[Start]

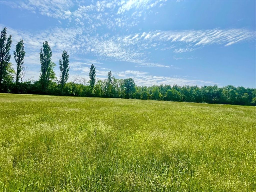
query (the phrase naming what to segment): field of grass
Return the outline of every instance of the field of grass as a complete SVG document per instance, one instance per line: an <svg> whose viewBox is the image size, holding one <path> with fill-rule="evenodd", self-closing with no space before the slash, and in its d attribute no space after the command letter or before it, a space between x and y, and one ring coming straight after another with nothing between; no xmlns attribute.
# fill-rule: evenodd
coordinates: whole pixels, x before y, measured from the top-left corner
<svg viewBox="0 0 256 192"><path fill-rule="evenodd" d="M0 191L255 191L256 108L0 94Z"/></svg>

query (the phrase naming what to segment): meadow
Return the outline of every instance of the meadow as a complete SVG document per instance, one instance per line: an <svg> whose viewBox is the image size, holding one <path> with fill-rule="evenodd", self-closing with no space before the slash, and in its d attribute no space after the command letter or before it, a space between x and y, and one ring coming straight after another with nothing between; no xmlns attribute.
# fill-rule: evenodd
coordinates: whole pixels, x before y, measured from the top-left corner
<svg viewBox="0 0 256 192"><path fill-rule="evenodd" d="M256 191L256 108L0 94L0 191Z"/></svg>

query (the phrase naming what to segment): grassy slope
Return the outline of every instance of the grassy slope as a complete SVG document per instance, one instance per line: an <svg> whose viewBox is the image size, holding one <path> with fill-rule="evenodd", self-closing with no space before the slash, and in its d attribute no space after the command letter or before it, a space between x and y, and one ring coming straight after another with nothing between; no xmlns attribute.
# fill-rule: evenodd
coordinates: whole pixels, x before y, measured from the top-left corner
<svg viewBox="0 0 256 192"><path fill-rule="evenodd" d="M255 107L0 97L0 191L256 190Z"/></svg>

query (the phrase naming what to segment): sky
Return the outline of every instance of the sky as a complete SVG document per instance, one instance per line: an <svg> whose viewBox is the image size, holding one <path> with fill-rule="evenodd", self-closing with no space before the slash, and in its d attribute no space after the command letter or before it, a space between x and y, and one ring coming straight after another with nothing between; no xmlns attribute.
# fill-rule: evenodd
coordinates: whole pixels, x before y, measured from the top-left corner
<svg viewBox="0 0 256 192"><path fill-rule="evenodd" d="M25 80L37 80L47 41L55 71L63 50L70 77L110 70L136 84L256 88L256 1L0 1L0 29L24 40Z"/></svg>

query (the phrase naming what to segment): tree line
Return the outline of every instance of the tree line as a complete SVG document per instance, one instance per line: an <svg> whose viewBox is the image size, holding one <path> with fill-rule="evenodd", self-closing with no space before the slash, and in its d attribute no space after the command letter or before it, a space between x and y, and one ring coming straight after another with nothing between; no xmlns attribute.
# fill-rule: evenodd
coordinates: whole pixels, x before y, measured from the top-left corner
<svg viewBox="0 0 256 192"><path fill-rule="evenodd" d="M16 71L10 62L12 43L11 35L7 37L7 29L4 28L0 38L1 92L256 106L255 89L231 85L223 88L217 85L201 88L175 84L172 86L163 84L138 86L132 78L116 79L111 71L107 79L97 79L96 68L93 65L90 69L89 81L78 76L73 77L72 82L67 82L69 75L69 56L66 51L63 51L59 63L60 77L57 79L54 70L56 65L52 61L52 52L47 41L43 43L39 54L41 69L39 80L24 82L26 68L24 65L26 53L24 41L21 39L18 43L14 52Z"/></svg>

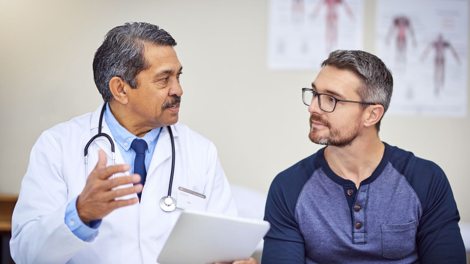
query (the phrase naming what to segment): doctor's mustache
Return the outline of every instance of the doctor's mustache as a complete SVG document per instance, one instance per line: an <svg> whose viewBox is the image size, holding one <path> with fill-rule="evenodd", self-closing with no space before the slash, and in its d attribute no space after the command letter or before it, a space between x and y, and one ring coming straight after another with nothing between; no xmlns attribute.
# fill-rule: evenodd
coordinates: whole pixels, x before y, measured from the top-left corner
<svg viewBox="0 0 470 264"><path fill-rule="evenodd" d="M181 102L180 96L177 96L175 95L173 95L173 100L172 100L170 102L165 102L165 103L164 104L163 106L162 106L162 109L164 109L169 106L172 106L173 105L175 105L176 104L178 104L178 103Z"/></svg>

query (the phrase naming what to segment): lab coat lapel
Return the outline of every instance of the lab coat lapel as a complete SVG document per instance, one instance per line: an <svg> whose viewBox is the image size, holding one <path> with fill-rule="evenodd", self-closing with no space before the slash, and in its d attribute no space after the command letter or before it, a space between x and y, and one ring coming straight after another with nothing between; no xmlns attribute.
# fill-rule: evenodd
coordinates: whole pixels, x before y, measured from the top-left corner
<svg viewBox="0 0 470 264"><path fill-rule="evenodd" d="M101 108L103 106L103 104L102 104L100 107L98 107L98 109L96 110L92 115L91 120L90 121L90 127L91 129L91 135L92 136L98 134L98 126L100 122L100 114L101 113ZM103 117L103 121L102 124L102 133L104 133L110 135L111 138L113 140L113 143L114 143L114 153L115 153L115 161L116 164L124 164L124 159L122 157L122 155L121 154L121 151L119 151L119 148L118 147L118 143L114 141L114 138L113 137L113 135L111 134L111 131L110 130L110 128L106 124L106 121L105 120L104 117ZM106 153L106 155L108 156L108 164L112 164L112 159L113 157L112 152L111 151L111 146L110 144L110 142L108 140L108 139L104 136L100 136L98 138L95 139L94 141L94 143L98 145L98 146L101 149L104 151L105 153ZM96 157L96 160L98 160L98 153L97 150L95 151L96 153L90 153L93 154L93 156ZM110 163L109 161L110 161ZM126 174L128 174L128 172L126 172Z"/></svg>
<svg viewBox="0 0 470 264"><path fill-rule="evenodd" d="M176 138L179 136L178 131L175 128L174 126L171 126L172 132L173 132L173 137L175 138L175 151L179 148L178 141ZM149 171L147 172L147 176L151 175L155 169L167 158L172 156L172 143L170 139L170 133L166 127L163 128L160 132L158 140L157 142L155 150L152 157L150 165L149 166Z"/></svg>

[End]

Exercise details: Turn every line of the rows above into a numbered list, skipping blank lines and leaving out the pictures.

The output:
1. query (the phrase naming what to segment): field of grass
2. Return the outline of every instance of the field of grass as a complete SVG document per instance, one instance per line: an <svg> whose viewBox is the image size, holding one <path> with fill-rule="evenodd", self-closing with no space before the slash, and in its d attribute no space after the command letter or before it, a space between x and y, and one ring coming straight after another with nothing between; no xmlns attribute.
3. # fill-rule: evenodd
4. coordinates: whole pixels, x before y, measured from the top-left corner
5. <svg viewBox="0 0 256 192"><path fill-rule="evenodd" d="M0 191L255 191L256 108L0 94Z"/></svg>
6. query (the phrase naming what to segment): meadow
7. Return the outline of every instance of the meadow as a complete SVG document per instance, one instance per line: an <svg> whose viewBox is the image size, holding one <path> with fill-rule="evenodd", self-closing with no space before the slash, and in its d attribute no space after the command letter or before it, a space between x and y, and one ring coming straight after another with nothing between; no xmlns attribute.
8. # fill-rule: evenodd
9. coordinates: whole pixels, x before y, measured from the top-left corner
10. <svg viewBox="0 0 256 192"><path fill-rule="evenodd" d="M256 191L256 108L0 94L0 191Z"/></svg>
11. query (the phrase naming what to segment): grassy slope
12. Return the outline of every instance of the grassy slope as a complete SVG document per instance, one instance per line: an <svg> whose viewBox is the image size, holding one <path> with fill-rule="evenodd", self-closing with no space before the slash, and in its d attribute no space after the command letter or before it, a space between x and y, and one ring coming straight after another with nothing between; no xmlns attribute.
13. # fill-rule: evenodd
14. coordinates: whole pixels, x before y, measured from the top-left corner
15. <svg viewBox="0 0 256 192"><path fill-rule="evenodd" d="M255 107L0 97L0 191L256 190Z"/></svg>
16. query (the phrase naming what to segment): sky
17. Return the outline of every instance of the sky as a complete SVG document per instance, one instance per line: an <svg> whose viewBox is the image size, holding one <path> with fill-rule="evenodd", self-closing with no space before the slash, and in its d attribute no space after the command letter or before it, a space between x and y, and one ring coming straight after another with nothing between; no xmlns attribute.
18. # fill-rule: evenodd
19. coordinates: whole pixels, x before y, measured from the top-left corner
20. <svg viewBox="0 0 256 192"><path fill-rule="evenodd" d="M25 80L37 80L47 41L55 71L63 50L70 77L110 70L136 84L256 88L256 1L0 1L0 29L24 40Z"/></svg>
21. query (the phrase naming what to segment): tree line
22. Return the outline of every instance of the tree line as a complete SVG document per instance, one instance per line: an <svg> whose viewBox is the image size, holding one <path> with fill-rule="evenodd", self-closing with no space before the slash, and in its d attribute no space after the command letter or before it, a space between x and y, and one ring coming straight after another with nothing between; no xmlns attribute.
23. # fill-rule: evenodd
24. coordinates: whole pixels, x before y, measured from the top-left corner
25. <svg viewBox="0 0 256 192"><path fill-rule="evenodd" d="M16 71L10 62L12 43L11 35L7 37L7 29L4 28L0 38L1 92L256 106L255 89L231 85L223 88L217 85L201 88L175 84L172 86L163 84L138 86L132 78L116 79L111 71L107 79L97 79L96 68L93 65L90 69L89 81L78 76L73 77L72 82L67 82L69 75L69 56L66 51L63 51L59 63L60 77L57 79L54 70L56 65L52 61L52 52L47 41L43 43L39 54L41 69L39 80L24 82L26 68L24 65L26 53L24 41L21 39L18 43L14 52Z"/></svg>
26. query (the phrase naming what to segment): doctor's mustache
27. Return the outline of every instance of the doctor's mustache as a complete SVG document per instance, one instance per line: an <svg> whose viewBox is the image size, holding one <path> with fill-rule="evenodd", self-closing with no space before the slash, and in its d attribute no space after the command letter or before it, a space between x and y, and one ring coming straight after another with nothing between; no xmlns attribute.
28. # fill-rule: evenodd
29. coordinates: whole pixels, x before y, measured from the top-left corner
30. <svg viewBox="0 0 470 264"><path fill-rule="evenodd" d="M181 102L180 96L177 96L175 95L173 95L173 100L172 100L170 102L165 102L165 103L164 104L163 106L162 106L162 109L164 109L169 106L172 106L173 105L175 105L176 104L178 104L178 103Z"/></svg>
31. query (the phrase naming what to segment): lab coat lapel
32. Return the outline of every instance of the lab coat lapel as a complete SVG document per instance, one instance per line: an <svg> whose viewBox is the image size, holding one <path> with fill-rule="evenodd", self-closing with no space before the slash, and in its d attribute no space after the command letter or before it, a space between x and y, and one ring coming straight after another with nothing between; no xmlns attribute.
33. # fill-rule: evenodd
34. coordinates: whole pixels, x before y, measured from the top-left corner
35. <svg viewBox="0 0 470 264"><path fill-rule="evenodd" d="M101 108L103 106L103 104L102 104L100 107L98 107L98 109L96 110L92 115L91 120L90 121L90 127L91 129L91 135L92 136L98 134L98 126L100 122L100 114L101 113ZM103 117L103 121L102 124L102 133L104 133L110 135L111 138L113 140L113 143L114 143L114 153L115 153L115 161L116 164L124 164L124 159L122 157L122 155L121 154L121 151L119 151L119 148L118 147L118 143L114 141L114 138L113 137L113 135L111 134L111 131L110 130L110 128L106 124L106 121L105 120L104 117ZM106 153L106 155L108 156L108 164L112 164L112 159L113 157L112 152L111 151L111 146L110 144L110 142L108 140L108 139L104 136L100 136L98 138L95 139L94 141L94 143L98 145L98 146L101 149L104 151L105 153ZM96 157L96 160L98 160L98 153L97 150L95 151L96 153L90 153L93 154L93 156ZM110 163L109 161L110 161ZM126 174L128 174L128 172L126 172Z"/></svg>
36. <svg viewBox="0 0 470 264"><path fill-rule="evenodd" d="M176 138L179 136L178 131L175 128L174 126L171 126L172 132L173 132L173 137L175 138L175 151L179 148L178 141ZM149 171L147 172L147 176L151 175L155 169L167 158L172 156L172 143L170 139L170 133L166 127L163 128L160 132L158 140L157 142L155 150L152 157L150 165L149 166Z"/></svg>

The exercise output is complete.